start SOURCE

I dreamnt of you at 4/06/2009 11:29:00 PM




Friday, April 03, 2009



The days

1st day

There was a hiccup on my 1st day of work. It was real bad because I was late for 10minutes! Luckily, I was not late for my lesson. = p Ah. How hate people being late yet I was still late. Nono. It will not happen again. It was just due to my miscalculation of my traveling time.

Yea. I was supposed to reach that school at 10 a.m. to meet my boss but at 9.54 a.m., I was still at Punggol MRT station! GOSH! I quickly called him – of course, he did not sound pleased – and informed him that I would be late for 10 minutes. THIS IS NOT THE END! I was lucky enough to get a cab within 2 minutes – despite the fact that a bus driver said that it was difficult to get a cab there but I could try my luck and I did! Anyway, the taxi driver had no idea where the school was, let alone the exact road name. o.o So, I called my boss again. When I thought everything was solved, he said that he could not see where the school was. So, I suggested opening the door and asked the passer-bys. The taxi fare was… $4.60. What the hell. If I had one more minute, I swear that I would have bargained with him and reduced it to $4.00. Laugh out loud. Okay. Perhaps not that low.

end SOURCE
start DATASET CONTENT

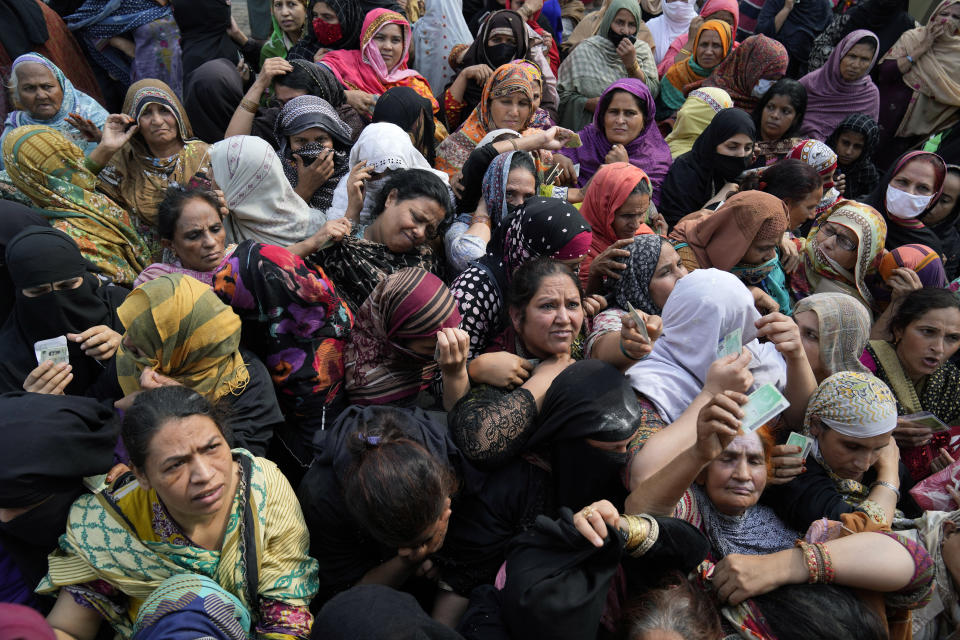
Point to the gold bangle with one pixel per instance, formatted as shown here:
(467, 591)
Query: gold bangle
(650, 539)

end DATASET CONTENT

**COMPLETE THE FOLLOWING**
• a. In the blog post, rewrite the stretch from "There was a" through "my traveling time.", substituting "glitch" for "hiccup".
• b. Resume the first-day-of-work blog post after its final sentence.

**RESPONSES**
• a.
There was a glitch on my 1st day of work. It was real bad because I was late for 10minutes! Luckily, I was not late for my lesson. = p Ah. How hate people being late yet I was still late. Nono. It will not happen again. It was just due to my miscalculation of my traveling time.

• b.
IT IS STILL NOT THE END! I was supposed to teach a typing program but when we tried looking for it and clarifying it with the technician, then we realized that it was not installed. NOT blaming anyone! I was okay with it. What I was not okay with was that I did not make any preparation to teach the hardware (e.g. the monitor) and Microsoft word. o.o

My boss helped me a little here and there so everything was fine and they learned something from my lesson. Phew~

It is really not easy being a teacher. I finally understood why some teachers kept complaining they were feeling so warm or perspiring a lot.

WAY TO GO! It is just the beginning.

Hey. Perhaps, I should try teaching kids more because I really enjoy it. They are just so adorable.




2nd day
I reached the school earlier than the meeting time so in the end I had to wait for 35minutes. o.o After more than 15minutes, the girl next to me finally talked to me. Okay. It sounds silly but I just refused to make my first move that day. It turned out that she was from my Polytechnic and she was a pretty nice lady. For my morning, I just had to help here and there and walked around to help the students. Sadly, I was not an expert at robotics yet so what I could do was pretty limited. =/ I AM STILL LEARNING!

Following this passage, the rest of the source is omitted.